Given information »

§

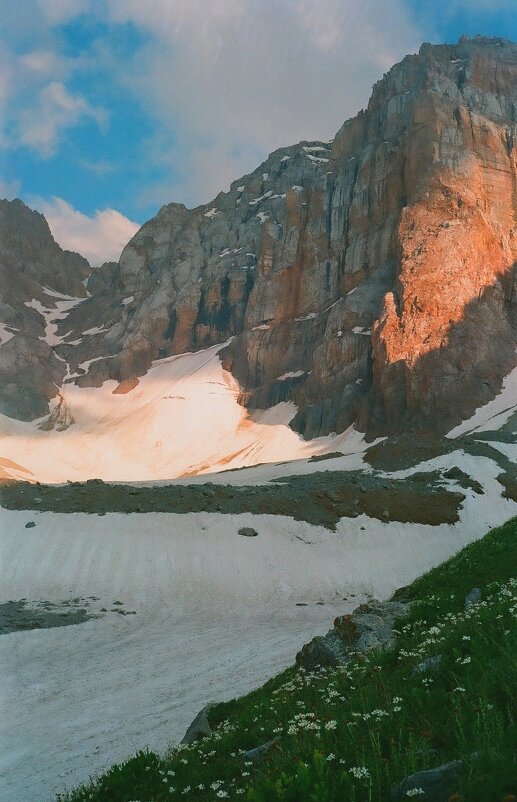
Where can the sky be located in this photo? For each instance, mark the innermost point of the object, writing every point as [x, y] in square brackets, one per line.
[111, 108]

§

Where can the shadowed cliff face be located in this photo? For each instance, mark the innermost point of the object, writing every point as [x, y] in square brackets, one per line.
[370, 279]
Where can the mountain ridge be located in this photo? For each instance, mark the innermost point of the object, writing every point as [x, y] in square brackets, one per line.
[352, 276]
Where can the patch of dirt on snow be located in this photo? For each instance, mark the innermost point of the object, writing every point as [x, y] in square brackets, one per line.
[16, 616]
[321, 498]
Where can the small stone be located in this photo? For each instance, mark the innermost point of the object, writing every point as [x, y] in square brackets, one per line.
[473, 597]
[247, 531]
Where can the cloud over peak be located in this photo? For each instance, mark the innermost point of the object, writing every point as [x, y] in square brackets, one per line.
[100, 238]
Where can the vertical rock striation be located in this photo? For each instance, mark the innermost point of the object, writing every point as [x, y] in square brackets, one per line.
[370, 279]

§

Work instructions » Please show every one of the rows above that contains the string "dirt". Case counts.

Written response »
Where can the patch of dirt on snow be located in this photo? For each instance, mark the innermost point of the object, writing every point as [x, y] in square brackets, one per line.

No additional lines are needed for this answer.